- Assignment
In the listing that follows, how many lines have the word "white" in them? Give only the number.

- Exercise data
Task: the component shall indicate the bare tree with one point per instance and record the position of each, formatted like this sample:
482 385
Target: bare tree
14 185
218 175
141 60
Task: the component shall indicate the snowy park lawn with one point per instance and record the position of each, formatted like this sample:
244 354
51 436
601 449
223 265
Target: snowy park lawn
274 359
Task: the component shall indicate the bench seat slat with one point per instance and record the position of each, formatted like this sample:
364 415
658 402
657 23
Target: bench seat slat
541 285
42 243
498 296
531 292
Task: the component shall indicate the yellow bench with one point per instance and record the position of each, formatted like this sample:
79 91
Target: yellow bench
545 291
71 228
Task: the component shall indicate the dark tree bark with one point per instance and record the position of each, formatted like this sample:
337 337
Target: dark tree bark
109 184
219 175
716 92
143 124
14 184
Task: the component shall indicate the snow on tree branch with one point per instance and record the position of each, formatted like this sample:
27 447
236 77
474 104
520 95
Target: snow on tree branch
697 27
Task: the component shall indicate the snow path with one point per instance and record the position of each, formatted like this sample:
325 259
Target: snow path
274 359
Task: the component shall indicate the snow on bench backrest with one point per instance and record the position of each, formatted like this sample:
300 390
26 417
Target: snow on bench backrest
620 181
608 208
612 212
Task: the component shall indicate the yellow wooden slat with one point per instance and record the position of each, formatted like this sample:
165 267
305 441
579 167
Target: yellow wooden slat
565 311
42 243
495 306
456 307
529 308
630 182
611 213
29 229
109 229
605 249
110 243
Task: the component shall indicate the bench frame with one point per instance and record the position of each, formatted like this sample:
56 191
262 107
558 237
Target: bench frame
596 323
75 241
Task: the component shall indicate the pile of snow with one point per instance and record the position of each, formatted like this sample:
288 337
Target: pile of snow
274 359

* * *

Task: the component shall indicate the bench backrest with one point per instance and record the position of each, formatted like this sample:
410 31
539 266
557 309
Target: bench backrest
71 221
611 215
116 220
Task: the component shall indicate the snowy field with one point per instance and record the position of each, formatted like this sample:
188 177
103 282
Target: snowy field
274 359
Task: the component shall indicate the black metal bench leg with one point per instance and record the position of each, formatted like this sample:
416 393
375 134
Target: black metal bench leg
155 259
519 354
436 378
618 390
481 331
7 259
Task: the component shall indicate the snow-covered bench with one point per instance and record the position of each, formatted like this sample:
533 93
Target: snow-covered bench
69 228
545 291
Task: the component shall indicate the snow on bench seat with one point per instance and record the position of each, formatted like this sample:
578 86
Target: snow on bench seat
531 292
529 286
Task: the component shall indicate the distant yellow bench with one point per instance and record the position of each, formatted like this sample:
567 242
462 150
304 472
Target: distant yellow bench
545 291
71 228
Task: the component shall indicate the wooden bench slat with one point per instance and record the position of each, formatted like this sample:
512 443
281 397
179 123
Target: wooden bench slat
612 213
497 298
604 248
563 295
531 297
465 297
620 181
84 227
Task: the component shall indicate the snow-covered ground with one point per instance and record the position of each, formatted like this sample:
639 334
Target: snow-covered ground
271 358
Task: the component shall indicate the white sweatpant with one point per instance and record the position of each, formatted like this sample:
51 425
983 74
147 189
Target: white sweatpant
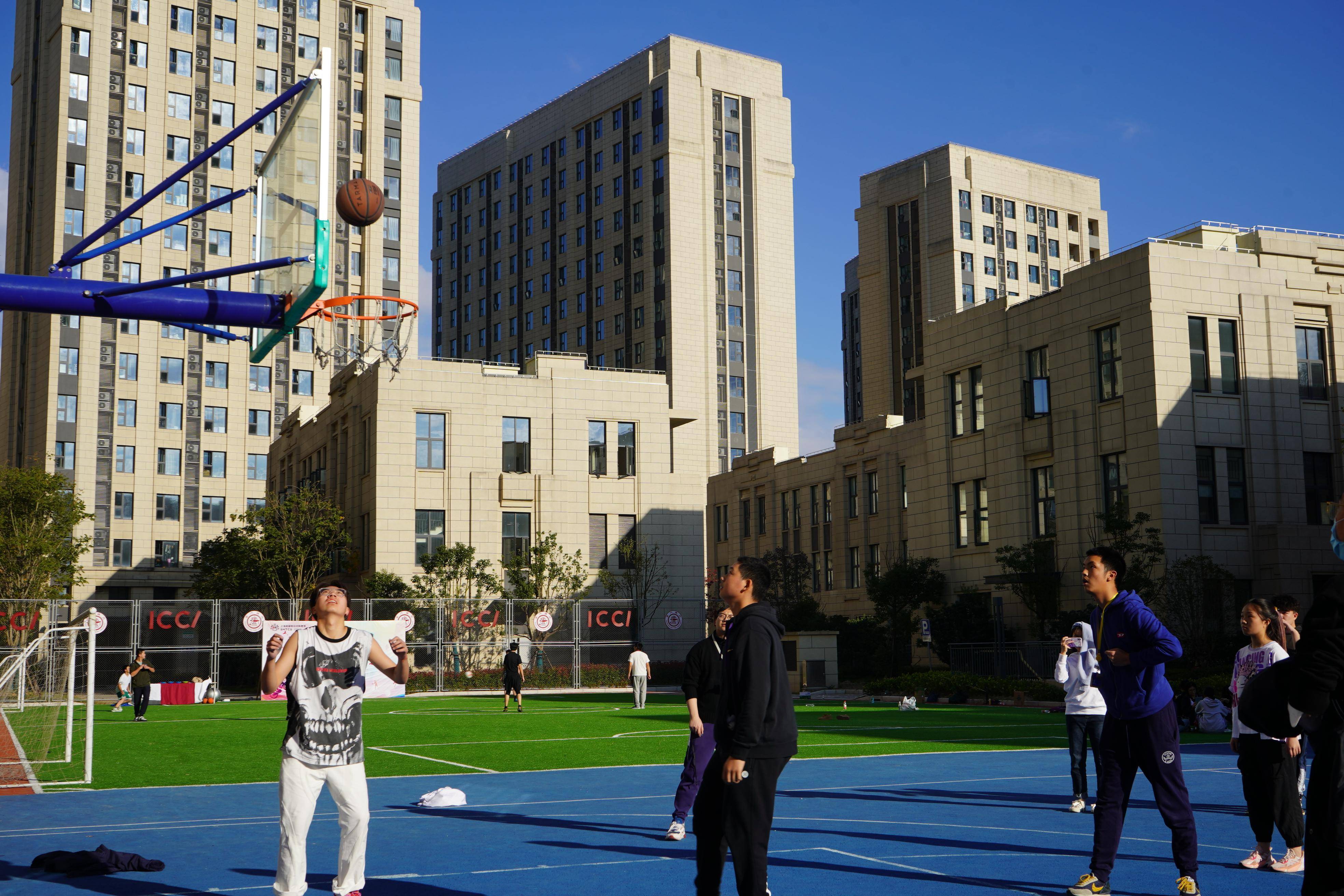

--

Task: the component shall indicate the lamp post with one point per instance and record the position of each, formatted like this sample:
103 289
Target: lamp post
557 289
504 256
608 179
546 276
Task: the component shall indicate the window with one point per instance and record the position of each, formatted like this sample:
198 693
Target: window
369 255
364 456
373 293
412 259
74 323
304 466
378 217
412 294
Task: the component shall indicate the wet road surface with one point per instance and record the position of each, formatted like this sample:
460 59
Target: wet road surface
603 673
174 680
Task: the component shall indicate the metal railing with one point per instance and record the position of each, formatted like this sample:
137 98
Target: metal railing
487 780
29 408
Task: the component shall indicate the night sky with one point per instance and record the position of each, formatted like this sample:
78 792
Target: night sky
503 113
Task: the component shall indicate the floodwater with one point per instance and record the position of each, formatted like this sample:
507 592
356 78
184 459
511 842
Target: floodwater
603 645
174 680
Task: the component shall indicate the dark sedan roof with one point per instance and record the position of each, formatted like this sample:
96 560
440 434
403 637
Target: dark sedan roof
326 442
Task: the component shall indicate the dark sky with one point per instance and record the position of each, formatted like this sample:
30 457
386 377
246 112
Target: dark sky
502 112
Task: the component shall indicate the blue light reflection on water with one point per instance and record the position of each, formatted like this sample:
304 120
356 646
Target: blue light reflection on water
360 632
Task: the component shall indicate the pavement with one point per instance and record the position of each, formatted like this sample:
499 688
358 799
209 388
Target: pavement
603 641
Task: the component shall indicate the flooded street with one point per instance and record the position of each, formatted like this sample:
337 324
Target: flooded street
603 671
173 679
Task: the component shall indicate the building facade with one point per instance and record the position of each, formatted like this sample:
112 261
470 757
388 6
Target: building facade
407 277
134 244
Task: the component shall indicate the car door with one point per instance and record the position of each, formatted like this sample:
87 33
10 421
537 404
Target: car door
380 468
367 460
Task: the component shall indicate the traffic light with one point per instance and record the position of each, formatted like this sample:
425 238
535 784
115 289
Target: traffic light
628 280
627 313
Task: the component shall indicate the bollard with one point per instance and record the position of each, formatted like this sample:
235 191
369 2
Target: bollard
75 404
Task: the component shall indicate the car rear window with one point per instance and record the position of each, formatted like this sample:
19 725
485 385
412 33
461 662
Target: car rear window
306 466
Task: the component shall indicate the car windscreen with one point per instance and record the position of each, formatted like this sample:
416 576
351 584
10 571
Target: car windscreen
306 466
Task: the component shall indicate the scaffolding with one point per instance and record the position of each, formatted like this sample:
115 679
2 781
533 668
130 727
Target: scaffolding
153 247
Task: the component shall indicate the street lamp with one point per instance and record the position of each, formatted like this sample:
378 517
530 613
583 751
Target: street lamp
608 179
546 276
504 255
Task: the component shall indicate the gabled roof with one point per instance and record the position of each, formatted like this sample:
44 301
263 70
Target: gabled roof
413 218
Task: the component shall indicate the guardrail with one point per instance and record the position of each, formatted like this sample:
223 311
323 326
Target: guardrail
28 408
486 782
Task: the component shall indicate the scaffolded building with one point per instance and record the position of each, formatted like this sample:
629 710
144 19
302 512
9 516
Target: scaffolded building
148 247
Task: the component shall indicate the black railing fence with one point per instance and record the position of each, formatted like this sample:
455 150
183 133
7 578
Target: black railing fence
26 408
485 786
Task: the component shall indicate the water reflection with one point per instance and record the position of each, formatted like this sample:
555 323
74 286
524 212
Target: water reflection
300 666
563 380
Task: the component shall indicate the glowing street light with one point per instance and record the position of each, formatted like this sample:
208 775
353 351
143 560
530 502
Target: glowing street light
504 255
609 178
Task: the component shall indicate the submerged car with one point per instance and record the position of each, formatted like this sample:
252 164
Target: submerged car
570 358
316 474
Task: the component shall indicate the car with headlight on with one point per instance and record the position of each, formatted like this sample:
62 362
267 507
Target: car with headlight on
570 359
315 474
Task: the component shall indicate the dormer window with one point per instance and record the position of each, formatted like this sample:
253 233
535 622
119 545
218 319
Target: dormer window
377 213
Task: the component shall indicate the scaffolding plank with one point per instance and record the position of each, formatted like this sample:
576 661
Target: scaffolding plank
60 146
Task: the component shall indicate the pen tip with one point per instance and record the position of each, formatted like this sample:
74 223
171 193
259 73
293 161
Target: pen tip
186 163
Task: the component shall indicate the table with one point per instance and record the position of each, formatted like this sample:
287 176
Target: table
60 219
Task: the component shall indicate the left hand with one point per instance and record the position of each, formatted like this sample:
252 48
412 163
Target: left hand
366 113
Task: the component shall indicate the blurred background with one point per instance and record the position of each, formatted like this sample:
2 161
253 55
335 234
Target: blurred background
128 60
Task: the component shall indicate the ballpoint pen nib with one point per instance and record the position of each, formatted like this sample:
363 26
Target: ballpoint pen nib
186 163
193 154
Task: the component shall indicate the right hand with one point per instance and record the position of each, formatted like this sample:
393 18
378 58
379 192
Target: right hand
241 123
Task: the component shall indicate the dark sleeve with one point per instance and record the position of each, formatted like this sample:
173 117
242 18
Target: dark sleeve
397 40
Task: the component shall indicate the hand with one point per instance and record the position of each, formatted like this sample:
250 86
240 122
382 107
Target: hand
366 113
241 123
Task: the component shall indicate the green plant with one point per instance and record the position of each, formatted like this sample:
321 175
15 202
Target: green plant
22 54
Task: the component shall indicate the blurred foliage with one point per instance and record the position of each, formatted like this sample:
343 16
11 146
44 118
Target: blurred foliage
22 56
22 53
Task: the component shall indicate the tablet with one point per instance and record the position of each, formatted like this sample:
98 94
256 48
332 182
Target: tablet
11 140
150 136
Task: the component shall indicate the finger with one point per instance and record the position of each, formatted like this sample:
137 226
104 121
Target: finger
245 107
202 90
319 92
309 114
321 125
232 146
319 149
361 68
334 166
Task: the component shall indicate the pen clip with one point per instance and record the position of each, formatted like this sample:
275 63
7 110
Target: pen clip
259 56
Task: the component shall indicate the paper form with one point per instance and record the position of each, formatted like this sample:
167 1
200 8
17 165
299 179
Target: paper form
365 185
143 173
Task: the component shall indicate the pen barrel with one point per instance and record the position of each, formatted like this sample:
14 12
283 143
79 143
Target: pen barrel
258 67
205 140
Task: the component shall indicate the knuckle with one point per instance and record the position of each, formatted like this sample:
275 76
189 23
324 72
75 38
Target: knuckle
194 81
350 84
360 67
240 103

- Your response
2